Text for analysis:
• • • • •
New Cancer Drug 49 Times More Potent Than Cisplatin

New Cancer Drug 49 Times More Potent Than Cisplatin
Tests have shown that a new cancer drug, FY26, is 49 times more potent than the clinically used treatment Cisplatin. The research was published in the journal PNAS.
Based on a compound of the rare precious metal osmium, FY26 is able to shut down a cancer cell by exploiting weaknesses inherent in their energy generation. The researchers argue that the drug could be cheaper to produce, less harmful to healthy cells than existing treatments and has been shown to be active against cancer cells which have become resistant to platinum-based drugs.
The experiments comprising 809 cancer cell lines found that FY26 was 49 times more potent than cisplatin. Similar results were obtained by the National Cancer Institute USA in tests conducted on 60 cell lines.
The new drug works by forcing cancer cells to use their mitochondria, the 'power house' of a cell, to generate the energy necessary to function. Whilst healthy cells use mitochondria to generate energy, cancer cells contain defective mitochondria which are incapable of sustaining the cell's energy requirements.
In the absence of FY26, cancer cells switch from using their defective mitochondria to using metabolic activity in their cytoplasm to generate energy. By stopping this switch of energy source, the drug causes the cancer cell to die.
• • • • •
To do:
**A.** For each statement below, say whether it agrees with the article about the drug FY26. Answer yes or no and quote the words from the article that decide it. (i) FY26 was tested on 809 cancer cell lines. (ii) FY26 is based on a compound of platinum. (iii) Healthy cells contain defective mitochondria.
**B.** Go on with the article about the drug FY26, starting after its last sentence.
These records have no connection to the article about the drug FY26.

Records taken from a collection
• • • • •
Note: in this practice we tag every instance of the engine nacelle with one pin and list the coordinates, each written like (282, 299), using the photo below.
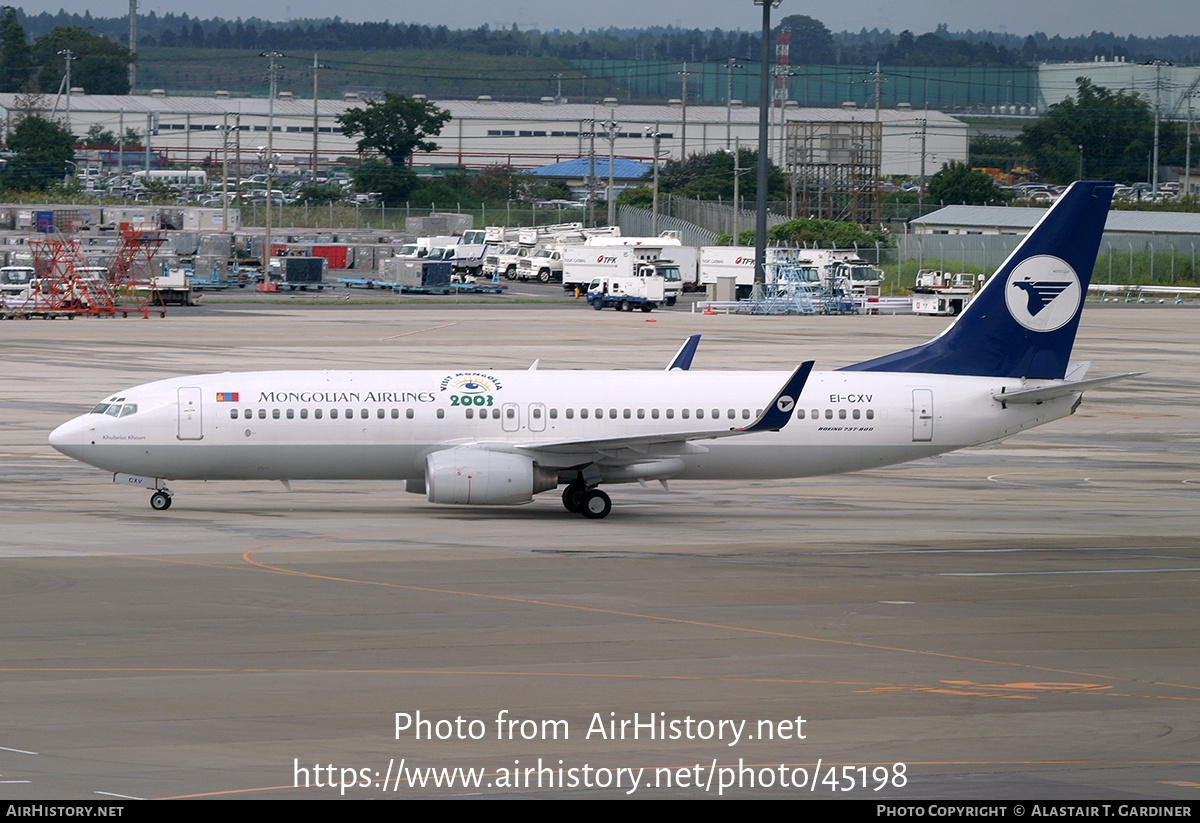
(473, 475)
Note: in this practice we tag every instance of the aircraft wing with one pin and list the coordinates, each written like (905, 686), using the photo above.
(773, 418)
(683, 356)
(1043, 394)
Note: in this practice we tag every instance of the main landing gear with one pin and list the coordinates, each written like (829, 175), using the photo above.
(592, 503)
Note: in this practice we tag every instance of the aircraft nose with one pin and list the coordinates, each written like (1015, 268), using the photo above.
(67, 438)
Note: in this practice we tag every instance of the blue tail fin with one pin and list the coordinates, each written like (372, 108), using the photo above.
(1023, 322)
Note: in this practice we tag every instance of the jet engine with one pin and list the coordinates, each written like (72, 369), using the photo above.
(481, 476)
• • • • •
Task-by-task outputs:
**A.**
(i) Yes: "The experiments comprising 809 cancer cell lines found that FY26 was 49 times more potent than cisplatin."
(ii) No: "Based on a compound of the rare precious metal osmium"
(iii) No: "Whilst healthy cells use mitochondria to generate energy, cancer cells contain defective mitochondria which are incapable of sustaining the cell's energy requirements."

**B.**
Commenting on the drug's benefits when compared to existing platinum-based drugs, such as Cisplatin, the researchers said: "Platinum-based drugs are used in nearly 50% of all chemotherapeutic regimens and exert their activity by damaging DNA and cannot select between cancerous and non-cancerous cells. This can lead to a wide-range of side-effects from renal failure to neurotoxicity, ototoxicity, nausea and vomiting."
"Existing platinum-based cancer treatments often become less effective after the first course, as cancer cells learn how they are being attacked, but our new osmium compound with its different mechanism of action, remains active against cancer cells that have become resistant to drugs such as Cisplatin."
The research could also lead to substantial improvements in cancer survival rates, the researchers suggest. "Current statistics indicate that one in every two people will develop some kind of cancer during their life time. It is clear that a new generation of drugs is necessary to save more lives and our research points to a highly effective way of defeating cancerous cells."
Based on material originally posted by University of Warwick.